Pfizer Sales to Be Hurt in Next 2 Years
NEW YORK — Pharmaceutical giant Pfizer Inc. reiterated Tuesday it would meet its 2004 earnings target but said over the next two years it would lose $14 billion in revenues because of patent expirations.
The world’s largest drug company said it would earn between $2.12 to $2.14 a share before charges, and $1.58 to $1.60 a share after charges. Analysts surveyed by Thomson First Call predict earnings of $2.13 per share excluding items.
Pfizer lost market exclusivity on two key drugs this year, and will lose patent protection on an additional five drugs in the next two years.
At its annual analysts meeting, Pfizer also said it will file three new drug applications with the U.S. Food and Drug Administration by the end of the year, including one for an injectable cox-2 inhibitor, a class of pain relievers.
========================
Requirement A → Please retype the part of the Pfizer article starting with "The world’s largest" and going on through "of pain relievers.".
Requirement B →
Answer these questions from the Pfizer article:
(i) How much in revenues does Pfizer say it will lose over the next two years because of patent expirations?
(ii) Whose surveyed analysts predict earnings of $2.13 per share excluding items?
(iii) How many new drug applications will Pfizer file with the U.S. Food and Drug Administration by the end of the year?
Requirement C → Write the next part of the Pfizer sales article, beginning after its final sentence.
The records after this point are separate material, unrelated to the Pfizer article.

Saved entries →
========================
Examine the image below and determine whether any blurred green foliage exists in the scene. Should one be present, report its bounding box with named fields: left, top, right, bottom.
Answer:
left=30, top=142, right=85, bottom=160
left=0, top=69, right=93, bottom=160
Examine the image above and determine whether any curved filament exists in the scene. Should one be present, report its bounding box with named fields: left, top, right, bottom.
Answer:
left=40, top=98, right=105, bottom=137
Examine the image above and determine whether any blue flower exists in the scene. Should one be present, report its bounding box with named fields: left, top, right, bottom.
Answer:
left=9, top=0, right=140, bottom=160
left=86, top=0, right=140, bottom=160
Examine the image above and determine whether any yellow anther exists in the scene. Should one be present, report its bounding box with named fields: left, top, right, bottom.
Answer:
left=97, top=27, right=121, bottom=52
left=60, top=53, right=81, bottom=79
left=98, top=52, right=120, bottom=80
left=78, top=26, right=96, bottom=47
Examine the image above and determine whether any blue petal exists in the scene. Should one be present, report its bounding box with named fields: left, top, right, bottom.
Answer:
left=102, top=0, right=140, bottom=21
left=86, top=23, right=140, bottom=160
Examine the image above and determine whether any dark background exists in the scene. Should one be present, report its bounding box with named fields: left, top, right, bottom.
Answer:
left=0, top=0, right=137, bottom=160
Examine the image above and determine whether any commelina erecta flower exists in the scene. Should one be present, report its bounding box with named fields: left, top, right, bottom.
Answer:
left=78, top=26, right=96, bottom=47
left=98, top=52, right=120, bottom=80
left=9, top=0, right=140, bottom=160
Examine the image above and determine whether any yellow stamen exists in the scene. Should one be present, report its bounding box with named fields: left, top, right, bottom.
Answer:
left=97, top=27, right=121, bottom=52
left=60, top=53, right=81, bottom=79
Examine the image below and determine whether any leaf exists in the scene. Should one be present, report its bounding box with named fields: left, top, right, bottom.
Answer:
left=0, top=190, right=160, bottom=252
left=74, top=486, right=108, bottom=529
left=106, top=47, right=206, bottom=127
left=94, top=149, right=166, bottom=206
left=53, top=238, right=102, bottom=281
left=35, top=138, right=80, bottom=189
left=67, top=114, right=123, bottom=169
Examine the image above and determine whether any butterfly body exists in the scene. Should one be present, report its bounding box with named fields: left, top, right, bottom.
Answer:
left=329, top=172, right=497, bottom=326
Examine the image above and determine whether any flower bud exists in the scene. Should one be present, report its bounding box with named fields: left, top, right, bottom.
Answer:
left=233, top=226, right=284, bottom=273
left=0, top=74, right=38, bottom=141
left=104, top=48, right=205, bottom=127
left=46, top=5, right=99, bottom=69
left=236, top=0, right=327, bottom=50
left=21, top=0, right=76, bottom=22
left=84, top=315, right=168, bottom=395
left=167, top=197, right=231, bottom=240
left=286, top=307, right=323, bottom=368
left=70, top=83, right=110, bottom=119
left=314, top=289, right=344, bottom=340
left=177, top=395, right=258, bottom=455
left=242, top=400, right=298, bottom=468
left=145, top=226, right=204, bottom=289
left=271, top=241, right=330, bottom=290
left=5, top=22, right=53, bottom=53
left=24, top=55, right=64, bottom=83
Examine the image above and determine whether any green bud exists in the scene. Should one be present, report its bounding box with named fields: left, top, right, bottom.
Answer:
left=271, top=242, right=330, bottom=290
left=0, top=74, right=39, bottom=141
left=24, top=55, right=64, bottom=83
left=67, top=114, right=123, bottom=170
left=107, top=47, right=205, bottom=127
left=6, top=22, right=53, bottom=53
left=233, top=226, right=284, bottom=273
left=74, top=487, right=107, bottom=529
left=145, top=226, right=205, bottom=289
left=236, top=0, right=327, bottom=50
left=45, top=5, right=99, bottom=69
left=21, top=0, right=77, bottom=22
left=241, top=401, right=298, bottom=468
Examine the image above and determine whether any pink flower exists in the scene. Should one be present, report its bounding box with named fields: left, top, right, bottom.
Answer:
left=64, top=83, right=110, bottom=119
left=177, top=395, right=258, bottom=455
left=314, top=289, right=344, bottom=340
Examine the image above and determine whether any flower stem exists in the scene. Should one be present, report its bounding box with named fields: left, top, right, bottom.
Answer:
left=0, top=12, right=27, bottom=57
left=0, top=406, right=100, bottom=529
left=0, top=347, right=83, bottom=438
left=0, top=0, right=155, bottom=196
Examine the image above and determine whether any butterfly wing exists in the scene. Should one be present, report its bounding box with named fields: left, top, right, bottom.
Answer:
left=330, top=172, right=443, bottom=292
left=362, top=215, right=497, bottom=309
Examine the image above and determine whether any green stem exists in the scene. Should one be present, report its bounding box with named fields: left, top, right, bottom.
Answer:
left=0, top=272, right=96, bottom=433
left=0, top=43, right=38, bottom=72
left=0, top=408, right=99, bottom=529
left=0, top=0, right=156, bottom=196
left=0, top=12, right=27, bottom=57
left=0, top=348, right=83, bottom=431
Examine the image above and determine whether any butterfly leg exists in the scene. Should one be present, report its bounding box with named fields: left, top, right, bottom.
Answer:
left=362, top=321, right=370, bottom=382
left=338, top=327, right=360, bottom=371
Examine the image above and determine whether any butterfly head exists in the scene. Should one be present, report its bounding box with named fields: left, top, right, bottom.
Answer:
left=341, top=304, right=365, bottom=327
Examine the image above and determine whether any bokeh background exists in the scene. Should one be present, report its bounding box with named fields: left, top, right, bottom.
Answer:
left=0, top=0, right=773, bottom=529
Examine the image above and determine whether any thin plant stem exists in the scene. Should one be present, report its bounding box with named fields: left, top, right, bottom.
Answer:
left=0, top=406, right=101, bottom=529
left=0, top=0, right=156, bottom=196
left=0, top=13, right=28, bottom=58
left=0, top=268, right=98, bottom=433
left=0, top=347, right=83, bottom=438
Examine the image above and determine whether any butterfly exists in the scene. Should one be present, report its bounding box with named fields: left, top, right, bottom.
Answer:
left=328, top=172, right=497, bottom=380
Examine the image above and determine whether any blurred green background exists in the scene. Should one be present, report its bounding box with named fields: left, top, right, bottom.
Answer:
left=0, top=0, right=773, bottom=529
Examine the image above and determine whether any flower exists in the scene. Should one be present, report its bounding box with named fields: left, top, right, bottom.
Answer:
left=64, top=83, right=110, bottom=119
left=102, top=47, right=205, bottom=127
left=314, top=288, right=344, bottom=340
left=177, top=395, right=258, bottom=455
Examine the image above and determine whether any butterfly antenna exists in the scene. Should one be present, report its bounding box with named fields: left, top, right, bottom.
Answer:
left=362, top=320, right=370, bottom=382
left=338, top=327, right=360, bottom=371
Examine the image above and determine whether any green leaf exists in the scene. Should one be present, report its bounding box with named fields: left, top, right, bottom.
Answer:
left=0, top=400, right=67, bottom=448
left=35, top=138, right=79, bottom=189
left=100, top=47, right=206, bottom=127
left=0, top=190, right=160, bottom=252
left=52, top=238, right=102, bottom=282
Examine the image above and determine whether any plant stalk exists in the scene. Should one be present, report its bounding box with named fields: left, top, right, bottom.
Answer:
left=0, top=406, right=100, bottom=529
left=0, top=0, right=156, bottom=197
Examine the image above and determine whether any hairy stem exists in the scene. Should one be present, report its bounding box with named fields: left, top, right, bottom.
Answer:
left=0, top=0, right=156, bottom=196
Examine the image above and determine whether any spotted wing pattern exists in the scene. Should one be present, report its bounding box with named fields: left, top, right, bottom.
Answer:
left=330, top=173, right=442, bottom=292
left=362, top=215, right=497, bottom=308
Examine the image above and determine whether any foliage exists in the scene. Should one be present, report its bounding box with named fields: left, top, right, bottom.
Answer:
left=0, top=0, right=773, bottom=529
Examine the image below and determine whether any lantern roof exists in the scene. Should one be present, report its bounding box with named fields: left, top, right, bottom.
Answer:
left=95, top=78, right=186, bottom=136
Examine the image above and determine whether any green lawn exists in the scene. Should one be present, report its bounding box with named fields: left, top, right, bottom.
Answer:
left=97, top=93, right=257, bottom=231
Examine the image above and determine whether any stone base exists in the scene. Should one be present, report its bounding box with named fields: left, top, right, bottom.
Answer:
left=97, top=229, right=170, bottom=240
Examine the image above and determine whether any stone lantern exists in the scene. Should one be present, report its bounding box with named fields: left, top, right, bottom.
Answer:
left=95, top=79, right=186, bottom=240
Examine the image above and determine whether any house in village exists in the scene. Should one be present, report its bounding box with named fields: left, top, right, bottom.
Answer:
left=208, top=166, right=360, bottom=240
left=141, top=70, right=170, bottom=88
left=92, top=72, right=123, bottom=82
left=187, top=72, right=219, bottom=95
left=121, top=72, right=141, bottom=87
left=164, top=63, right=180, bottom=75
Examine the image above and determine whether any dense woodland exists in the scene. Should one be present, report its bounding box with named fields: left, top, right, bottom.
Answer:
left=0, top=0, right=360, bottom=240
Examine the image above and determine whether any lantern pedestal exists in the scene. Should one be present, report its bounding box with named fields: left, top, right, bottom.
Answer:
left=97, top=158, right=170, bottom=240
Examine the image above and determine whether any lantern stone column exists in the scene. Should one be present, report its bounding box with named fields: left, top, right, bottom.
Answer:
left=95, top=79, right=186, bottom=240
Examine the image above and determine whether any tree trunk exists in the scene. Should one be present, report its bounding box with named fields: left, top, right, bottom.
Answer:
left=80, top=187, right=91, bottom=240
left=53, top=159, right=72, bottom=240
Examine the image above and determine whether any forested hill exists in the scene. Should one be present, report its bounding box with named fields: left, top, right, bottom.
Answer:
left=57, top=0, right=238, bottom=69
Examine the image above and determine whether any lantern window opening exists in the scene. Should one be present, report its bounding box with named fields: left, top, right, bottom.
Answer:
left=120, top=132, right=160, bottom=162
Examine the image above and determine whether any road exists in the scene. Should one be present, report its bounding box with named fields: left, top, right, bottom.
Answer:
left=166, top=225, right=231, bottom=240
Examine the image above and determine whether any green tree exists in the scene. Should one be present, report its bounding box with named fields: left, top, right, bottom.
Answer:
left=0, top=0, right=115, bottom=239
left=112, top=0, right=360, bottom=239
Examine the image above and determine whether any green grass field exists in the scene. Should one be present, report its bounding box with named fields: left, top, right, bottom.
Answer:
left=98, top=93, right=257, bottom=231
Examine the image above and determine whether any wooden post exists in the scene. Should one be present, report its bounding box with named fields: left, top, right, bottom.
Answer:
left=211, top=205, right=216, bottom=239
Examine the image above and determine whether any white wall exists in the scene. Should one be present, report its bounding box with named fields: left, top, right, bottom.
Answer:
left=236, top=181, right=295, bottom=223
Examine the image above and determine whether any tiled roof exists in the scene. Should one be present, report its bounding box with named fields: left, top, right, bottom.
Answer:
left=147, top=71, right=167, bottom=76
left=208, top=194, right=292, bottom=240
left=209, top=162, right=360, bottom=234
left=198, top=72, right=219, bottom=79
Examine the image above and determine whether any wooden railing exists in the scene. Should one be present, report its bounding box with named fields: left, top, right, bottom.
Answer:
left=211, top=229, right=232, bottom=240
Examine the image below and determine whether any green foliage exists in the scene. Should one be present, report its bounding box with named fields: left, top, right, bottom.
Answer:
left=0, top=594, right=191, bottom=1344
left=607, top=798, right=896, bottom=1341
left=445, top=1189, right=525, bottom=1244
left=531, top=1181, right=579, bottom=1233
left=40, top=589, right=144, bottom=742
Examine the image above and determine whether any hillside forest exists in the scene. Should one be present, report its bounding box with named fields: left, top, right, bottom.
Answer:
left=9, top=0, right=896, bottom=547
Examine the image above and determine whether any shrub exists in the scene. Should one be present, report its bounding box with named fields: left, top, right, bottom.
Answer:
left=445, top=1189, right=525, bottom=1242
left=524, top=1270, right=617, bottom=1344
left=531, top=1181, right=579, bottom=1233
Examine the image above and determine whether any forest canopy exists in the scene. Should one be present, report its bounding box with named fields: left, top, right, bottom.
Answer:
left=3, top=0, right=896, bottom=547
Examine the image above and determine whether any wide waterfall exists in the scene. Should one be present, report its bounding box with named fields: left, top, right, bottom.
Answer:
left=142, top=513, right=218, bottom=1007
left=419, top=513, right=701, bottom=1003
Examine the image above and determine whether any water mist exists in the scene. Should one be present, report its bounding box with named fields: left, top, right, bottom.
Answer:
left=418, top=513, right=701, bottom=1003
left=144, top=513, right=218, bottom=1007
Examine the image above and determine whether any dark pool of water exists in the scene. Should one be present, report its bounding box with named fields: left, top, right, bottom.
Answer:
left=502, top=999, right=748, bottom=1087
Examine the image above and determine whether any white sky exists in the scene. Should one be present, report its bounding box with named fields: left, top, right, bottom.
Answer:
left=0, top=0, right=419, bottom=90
========================
Task answer A →
The world’s largest drug company said it would earn between $2.12 to $2.14 a share before charges, and $1.58 to $1.60 a share after charges. Analysts surveyed by Thomson First Call predict earnings of $2.13 per share excluding items.
Pfizer lost market exclusivity on two key drugs this year, and will lose patent protection on an additional five drugs in the next two years.
At its annual analysts meeting, Pfizer also said it will file three new drug applications with the U.S. Food and Drug Administration by the end of the year, including one for an injectable cox-2 inhibitor, a class of pain relievers.

Task answer B →
(i) $14 billion
(ii) Thomson First Call
(iii) Three

Task answer C →
Merck & Co. withdrew its cox-2 inhibitor, Vioxx, from the market earlier this year because it doubled patients risk of heart attacks and strokes when compared with placebo. Pfizer already markets two cox-2 inhibitors: Bextra and Celebrex. Studies have shown that Bextra can reduce the risk of heart attacks in coronary bypass patients.
Pfizer is also filing an application to have its erectile dysfunction drug Viagra used to treat pulmonary arterial hypertension, a vascular disease which reduces lung function. It is also filing an application for another form of its antibiotic Zithromax.
Pfizer shares closed up 44 cents, or 1.6 percent, at $27.77 on the New York Stock Exchange – near the low end of its 52-week trading range of $26.55 to $38.89.